> **Passage to read**:
###
Usually I'm able to match Numba's performance when using Cython. However, in this example I have failed to do so - Numba is about 4 times faster than my Cython's version.
Here the Cython-version:
%%cython -c=-march=native -c=-O3
cimport numpy as np
import numpy as np
cimport cython
@cython.boundscheck(False)
@cython.wraparound(False)
def cy_where(double[::1] df):
cdef int i
cdef int n = len(df)
cdef np.ndarray[dtype=double] output = np.empty(n, dtype=np.float64)
for i in range(n):
if df[i]>0.5:
output[i] = 2.0*df[i]
else:
output[i] = df[i]
return output
And here is the Numba-version:
import numba as nb
@nb.njit
def nb_where(df):
n = len(df)
output = np.empty(n, dtype=np.float64)
for i in range(n):
if df[i]>0.5:
output[i] = 2.0*df[i]
else:
output[i] = df[i]
return output
When tested, the Cython version is on par with numpy's where, but is clearly inferior to Numba:
#Python3.6 + Cython 0.28.3 + gcc-7.2
import numpy
np.random.seed(0)
###
> **Problems to solve**:
**a)** Reproduce the part of the Cython and Numba post that opens with the words containing "Usually I'm able" and closes with "my Cython's version.".
**b)** According to the Cython and Numba post, why does the author count this example as a failure? Answer in one to three sentences.
**c)** Which versions of Python, Cython and gcc does the test comment in the Cython and Numba post list?
The listing has no role in this work.

> **Dataset records**:
###
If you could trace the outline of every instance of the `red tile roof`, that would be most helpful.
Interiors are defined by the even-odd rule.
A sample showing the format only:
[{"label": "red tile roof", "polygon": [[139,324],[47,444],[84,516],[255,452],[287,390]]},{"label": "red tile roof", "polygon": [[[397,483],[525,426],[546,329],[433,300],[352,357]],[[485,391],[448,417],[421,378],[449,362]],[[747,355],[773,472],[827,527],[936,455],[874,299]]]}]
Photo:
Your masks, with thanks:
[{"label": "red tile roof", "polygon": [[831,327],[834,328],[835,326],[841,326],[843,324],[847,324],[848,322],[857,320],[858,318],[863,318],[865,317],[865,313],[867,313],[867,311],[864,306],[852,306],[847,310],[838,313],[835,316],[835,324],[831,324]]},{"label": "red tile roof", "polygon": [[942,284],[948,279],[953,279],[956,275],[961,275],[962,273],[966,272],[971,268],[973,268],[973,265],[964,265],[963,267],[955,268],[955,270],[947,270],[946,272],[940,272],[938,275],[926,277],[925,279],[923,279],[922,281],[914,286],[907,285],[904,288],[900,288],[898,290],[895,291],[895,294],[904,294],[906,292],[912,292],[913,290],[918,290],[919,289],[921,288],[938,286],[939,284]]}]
###
> **Exercise responses**:
**a)**
Usually I'm able to match Numba's performance when using Cython. However, in this example I have failed to do so - Numba is about 4 times faster than my Cython's version.

**b)** The author can usually match Numba's performance with Cython. In this example, Numba is about 4 times faster than the Cython version, which is only on par with numpy's where.

**c)** Python 3.6, Cython 0.28.3 and gcc-7.2.